Complete the following
**A.** From the Climbing Stairs post below, reproduce the passage from "Input: n = 3" up to and including "error after 44)".
**B.** Answer these questions about the Climbing Stairs post below:
(i) What output does Example 2 give for n = 3?
(ii) After what value does Solution 1 time out, according to its heading?
(iii) What does Solution 2 return when n is less than or equal to 0?
--- Start Excerpted text ---
Day 5 Leet code series, today we will be picking the problem Climbing Stairs (https://leetcode.com/problems/climbing-stairs/).

You are climbing a staircase. It takes n steps to reach the top.

Each time you can either climb 1 or 2 steps. In how many distinct ways can you climb to the top?

Example 1:

Input: n = 2
Output: 2
Explanation: There are two ways to climb to the top.
1. 1 step + 1 step
2. 2 steps

Example 2:

Input: n = 3
Output: 3
Explanation: There are three ways to climb to the top.
1. 1 step + 1 step + 1 step
2. 1 step + 2 steps
3. 2 steps + 1 step

Solution 1: Without memoization and recursion(will give timeout error after 44)

class Solution {
public:
    int climbStairs(int n) {
        if(n == 1){
            return 1;
        }
        if(n == 2){
            return 2;
        }
        return climbStairs(n-1) + climbStairs(n-2);
    }
};

Solution 2: With arrays only (will pass all cases):

class Solution {
public:
    int climbStairs(int n) {
        if(n<=0) return 0;
        vector<int> temp(n+1);
        temp[0] = 1;
        temp[1] = 1;
        for(int i=2; i<=n;++i){
            temp[i] = temp[i-1] + temp[i-2];
        }
        return temp[n];
    }
};

Solution 3: With recursion and memoization.
--- End Excerpted text ---
--- Start Recorded information ---
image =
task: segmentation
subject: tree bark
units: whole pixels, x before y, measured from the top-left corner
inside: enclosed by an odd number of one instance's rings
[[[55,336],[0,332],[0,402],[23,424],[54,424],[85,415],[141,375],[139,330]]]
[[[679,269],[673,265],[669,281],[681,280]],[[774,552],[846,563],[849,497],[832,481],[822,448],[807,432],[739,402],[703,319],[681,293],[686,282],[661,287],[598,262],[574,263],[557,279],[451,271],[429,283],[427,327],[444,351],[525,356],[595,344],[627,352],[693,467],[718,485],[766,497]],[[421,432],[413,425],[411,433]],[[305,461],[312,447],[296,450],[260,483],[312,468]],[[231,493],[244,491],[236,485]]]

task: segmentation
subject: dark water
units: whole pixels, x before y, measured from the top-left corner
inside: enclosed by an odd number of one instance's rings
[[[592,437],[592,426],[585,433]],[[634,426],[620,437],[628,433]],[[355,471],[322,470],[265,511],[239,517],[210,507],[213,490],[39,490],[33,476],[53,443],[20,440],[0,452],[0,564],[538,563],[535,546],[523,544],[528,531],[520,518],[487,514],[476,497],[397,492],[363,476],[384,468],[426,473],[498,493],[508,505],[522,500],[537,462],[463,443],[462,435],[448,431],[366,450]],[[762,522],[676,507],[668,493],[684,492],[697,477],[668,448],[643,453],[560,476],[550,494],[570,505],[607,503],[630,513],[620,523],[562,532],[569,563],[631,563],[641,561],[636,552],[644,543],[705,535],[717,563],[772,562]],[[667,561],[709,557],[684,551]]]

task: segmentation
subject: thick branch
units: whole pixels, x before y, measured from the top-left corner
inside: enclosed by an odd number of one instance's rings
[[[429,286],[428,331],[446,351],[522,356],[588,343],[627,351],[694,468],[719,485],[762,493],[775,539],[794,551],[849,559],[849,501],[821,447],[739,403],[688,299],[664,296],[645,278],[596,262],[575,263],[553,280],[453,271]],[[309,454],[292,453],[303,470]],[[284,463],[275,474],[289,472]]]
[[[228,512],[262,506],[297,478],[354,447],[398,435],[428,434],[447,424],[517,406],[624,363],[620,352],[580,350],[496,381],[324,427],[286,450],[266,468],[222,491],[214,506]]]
--- End Recorded information ---
Answers to the problems
**A.**
Input: n = 3
Output: 3
Explanation: There are three ways to climb to the top.
1. 1 step + 1 step + 1 step
2. 1 step + 2 steps
3. 2 steps + 1 step

Solution 1: Without memoization and recursion(will give timeout error after 44)

**B.**
(i) 3
(ii) 44
(iii) 0